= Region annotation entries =
□ □ □ □ □

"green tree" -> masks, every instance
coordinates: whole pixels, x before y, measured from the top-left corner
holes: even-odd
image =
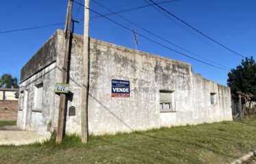
[[[252,94],[251,101],[256,100],[256,63],[253,57],[246,57],[236,68],[231,69],[228,74],[227,85],[235,101],[238,100],[238,93]],[[243,98],[242,103],[244,100]]]
[[[3,74],[0,77],[0,87],[18,88],[18,79],[10,74]]]

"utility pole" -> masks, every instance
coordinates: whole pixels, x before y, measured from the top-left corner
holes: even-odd
[[[81,103],[81,137],[83,143],[87,143],[88,141],[88,102],[89,90],[89,3],[90,0],[84,1],[84,70],[82,73],[82,99]]]
[[[72,8],[73,0],[68,0],[68,8],[66,16],[65,25],[65,47],[64,47],[64,59],[62,66],[62,83],[66,83],[68,81],[68,64],[69,55],[69,45],[71,42],[71,18],[72,18]],[[62,141],[64,113],[66,109],[66,94],[60,94],[60,105],[59,105],[59,116],[57,120],[57,136],[56,142],[60,143]]]

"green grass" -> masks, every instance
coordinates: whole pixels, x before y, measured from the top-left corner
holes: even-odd
[[[0,121],[0,130],[3,129],[3,126],[16,125],[16,121]]]
[[[230,163],[256,149],[256,119],[0,146],[0,163]]]

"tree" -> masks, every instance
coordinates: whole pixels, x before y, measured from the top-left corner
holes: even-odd
[[[237,102],[242,94],[242,103],[256,100],[256,63],[253,57],[242,59],[241,64],[231,69],[228,74],[227,85],[230,87],[232,98]],[[247,96],[251,95],[249,99]]]
[[[18,79],[10,74],[3,74],[0,77],[0,87],[18,88]]]

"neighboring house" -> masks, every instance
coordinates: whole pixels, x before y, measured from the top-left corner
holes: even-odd
[[[0,120],[16,120],[18,89],[0,87]]]
[[[23,67],[17,124],[57,127],[64,36],[57,31]],[[232,120],[230,90],[192,72],[189,64],[90,38],[88,129],[115,133]],[[68,133],[81,133],[83,36],[73,34]],[[84,110],[84,109],[83,109]]]

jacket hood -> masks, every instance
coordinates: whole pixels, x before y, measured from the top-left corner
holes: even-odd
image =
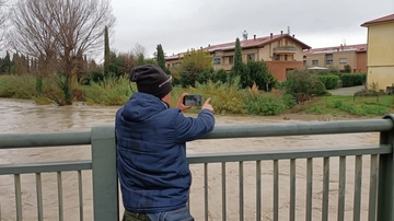
[[[126,120],[143,121],[166,108],[165,103],[157,96],[137,92],[134,93],[130,100],[125,104],[123,117]]]

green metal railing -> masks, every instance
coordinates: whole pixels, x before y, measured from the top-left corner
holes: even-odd
[[[361,197],[361,172],[362,155],[371,155],[370,182],[369,182],[369,210],[368,220],[386,221],[394,220],[394,170],[393,170],[393,143],[394,143],[394,115],[387,115],[383,119],[370,120],[345,120],[345,121],[313,121],[313,123],[288,123],[244,126],[217,126],[215,130],[201,139],[227,139],[227,138],[252,138],[252,137],[277,137],[277,136],[302,136],[302,135],[329,135],[329,133],[361,133],[380,132],[380,143],[374,147],[344,147],[317,150],[286,150],[286,151],[259,151],[241,153],[210,153],[188,155],[189,164],[204,165],[204,209],[205,220],[209,220],[209,181],[208,165],[221,164],[221,219],[228,219],[227,211],[227,163],[239,164],[239,220],[244,220],[244,163],[256,164],[256,220],[262,220],[262,161],[274,162],[274,220],[279,220],[279,167],[280,160],[290,161],[290,196],[289,219],[296,220],[296,161],[306,159],[306,207],[305,220],[312,220],[312,185],[313,185],[313,159],[323,158],[323,198],[322,220],[328,220],[328,190],[329,190],[329,159],[339,158],[339,187],[337,220],[344,220],[345,213],[345,184],[346,184],[346,156],[355,156],[355,191],[352,219],[360,220]],[[93,127],[91,131],[83,132],[54,132],[37,135],[0,135],[1,149],[24,149],[33,147],[81,146],[91,144],[92,160],[76,162],[48,162],[32,164],[2,164],[0,175],[13,175],[15,185],[16,220],[23,220],[21,198],[21,175],[35,174],[37,218],[44,220],[45,208],[42,197],[42,173],[56,172],[58,182],[58,210],[59,220],[63,220],[62,213],[62,172],[77,171],[79,182],[79,207],[80,220],[83,220],[82,202],[82,176],[81,171],[92,171],[93,183],[93,216],[96,221],[119,220],[118,183],[116,176],[116,148],[113,126]],[[193,198],[190,199],[193,200]],[[192,205],[193,206],[193,205]],[[190,207],[190,205],[189,205]],[[4,212],[0,208],[1,212]]]

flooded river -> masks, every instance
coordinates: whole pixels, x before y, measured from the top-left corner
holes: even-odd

□ □ □ □ □

= What to work on =
Write out all of the material above character for character, but leave out the pictures.

= Expected answer =
"green tree" -> masks, every instance
coordinates: whole pixels, x before y, measured from the top-left corner
holes: even-odd
image =
[[[252,94],[251,101],[256,100],[256,63],[253,57],[246,57],[236,68],[231,69],[228,74],[227,85],[235,101],[238,100],[238,93]],[[243,98],[242,103],[244,100]]]
[[[3,74],[0,77],[0,87],[18,88],[18,79],[10,74]]]

"utility pole" -> masks, every instance
coordinates: whole pixels, x before y, measured from the top-left corner
holes: even-odd
[[[81,103],[81,137],[83,143],[87,143],[88,141],[88,102],[89,90],[89,3],[90,0],[84,1],[84,70],[82,73],[82,99]]]
[[[72,8],[73,0],[68,0],[68,8],[66,16],[65,25],[65,47],[64,47],[64,59],[62,66],[62,83],[66,83],[68,81],[68,64],[69,55],[69,45],[71,42],[71,18],[72,18]],[[62,141],[64,113],[66,109],[66,94],[60,94],[60,105],[59,105],[59,116],[57,120],[57,136],[56,142],[60,143]]]

"green grass" -> masks, every instance
coordinates: whole pixels, x before y, measured from the top-left corner
holes: even-odd
[[[0,121],[0,130],[3,129],[3,126],[16,125],[16,121]]]
[[[230,163],[256,149],[256,119],[0,146],[0,163]]]

"tree" -> masks, every instance
coordinates: whole pixels, x before y, measured from the top-left corner
holes: even-odd
[[[237,102],[242,94],[242,103],[256,100],[256,63],[253,57],[242,59],[241,64],[231,69],[228,74],[227,85],[230,87],[232,98]],[[247,96],[251,95],[249,99]]]
[[[18,79],[10,74],[3,74],[0,77],[0,87],[18,88]]]

"neighboring house" -> masks, every instance
coordinates: whole pixels, x before y, measured from the top-left corner
holes: even-odd
[[[0,120],[16,120],[18,89],[0,87]]]
[[[23,67],[17,124],[57,127],[64,36],[57,31]],[[232,120],[230,90],[192,72],[189,64],[90,38],[88,129],[115,133]],[[68,133],[81,133],[83,36],[73,34]],[[84,110],[84,109],[83,109]]]

jacket hood -> masks, every instance
coordinates: whole pixels, x before y, measured from the top-left corner
holes: even-odd
image =
[[[126,120],[143,121],[166,108],[165,103],[157,96],[137,92],[134,93],[130,100],[125,104],[123,117]]]

green metal railing -> masks, every instance
coordinates: whole pixels, x before y, measured from the top-left corner
holes: even-odd
[[[361,197],[361,172],[362,155],[371,155],[370,182],[369,182],[369,210],[368,220],[386,221],[394,220],[394,170],[393,170],[393,143],[394,143],[394,115],[387,115],[383,119],[370,120],[345,120],[345,121],[313,121],[313,123],[288,123],[244,126],[217,126],[215,130],[201,139],[227,139],[227,138],[252,138],[252,137],[277,137],[277,136],[302,136],[302,135],[329,135],[329,133],[361,133],[380,132],[380,143],[374,147],[344,147],[317,150],[286,150],[286,151],[259,151],[241,153],[210,153],[188,155],[189,164],[204,165],[204,209],[205,220],[209,220],[209,181],[208,165],[221,164],[221,219],[228,219],[227,211],[227,163],[239,164],[239,220],[244,220],[244,163],[256,164],[256,220],[262,220],[262,161],[274,162],[274,220],[279,220],[279,167],[280,160],[290,161],[290,196],[289,219],[296,220],[296,161],[306,159],[306,207],[305,220],[312,220],[312,185],[313,185],[313,159],[323,158],[323,198],[322,220],[328,220],[328,190],[329,190],[329,159],[339,158],[339,187],[337,220],[344,220],[345,213],[345,184],[346,184],[346,156],[355,156],[355,191],[352,219],[360,220]],[[93,127],[91,131],[83,132],[54,132],[37,135],[0,135],[1,149],[24,149],[33,147],[81,146],[91,144],[92,160],[76,162],[48,162],[32,164],[2,164],[0,175],[13,175],[15,185],[16,220],[23,220],[21,198],[21,175],[35,174],[37,218],[44,220],[45,208],[42,197],[42,173],[56,172],[58,182],[58,210],[59,220],[63,220],[62,213],[62,172],[77,171],[79,182],[79,207],[80,220],[83,220],[82,202],[82,176],[81,171],[92,171],[93,183],[93,216],[96,221],[119,220],[118,183],[116,176],[116,148],[113,126]],[[193,198],[190,199],[193,200]],[[192,205],[193,206],[193,205]],[[190,207],[190,205],[189,205]],[[4,212],[0,208],[1,212]]]

flooded river -> masks, every instance
coordinates: whole pixels, x before y, measured from the top-left corner
holes: even-odd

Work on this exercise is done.